# What you should do
Report how many lines of the records below contain the word "Coordinates", giving only the number.

# Extracted material
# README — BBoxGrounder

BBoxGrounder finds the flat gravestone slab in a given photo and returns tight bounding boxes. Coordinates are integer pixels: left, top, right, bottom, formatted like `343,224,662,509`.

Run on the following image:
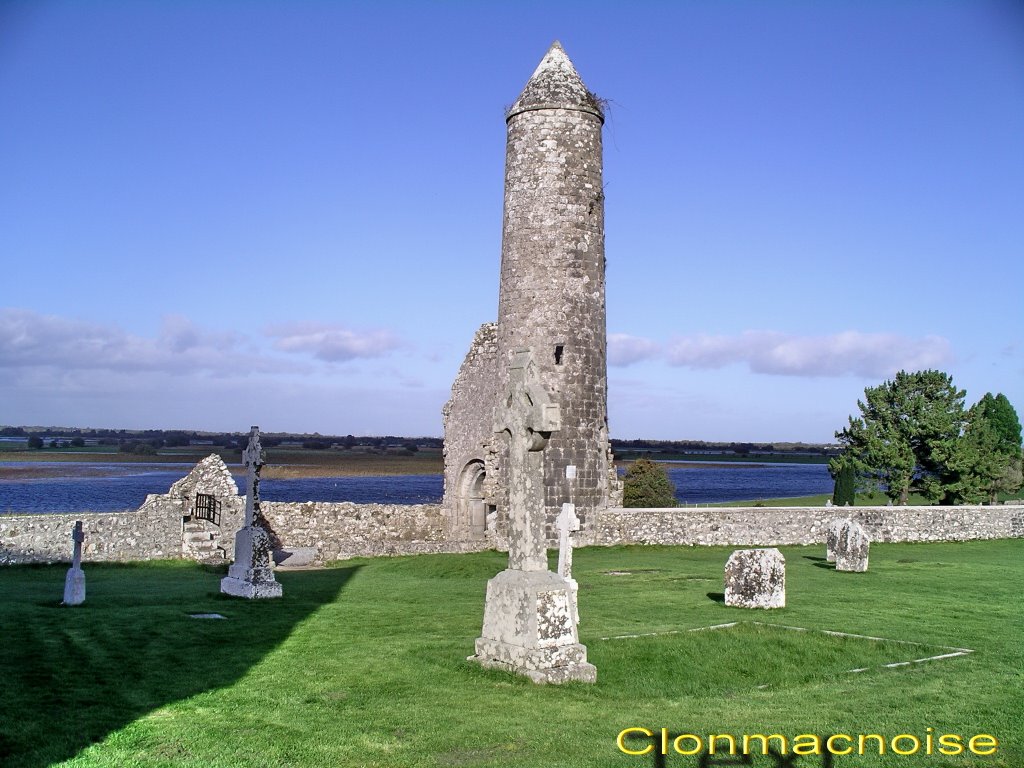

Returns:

--

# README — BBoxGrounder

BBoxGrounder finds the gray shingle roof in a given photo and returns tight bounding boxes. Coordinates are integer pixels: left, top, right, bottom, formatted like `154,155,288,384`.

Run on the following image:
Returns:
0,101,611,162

# Response
2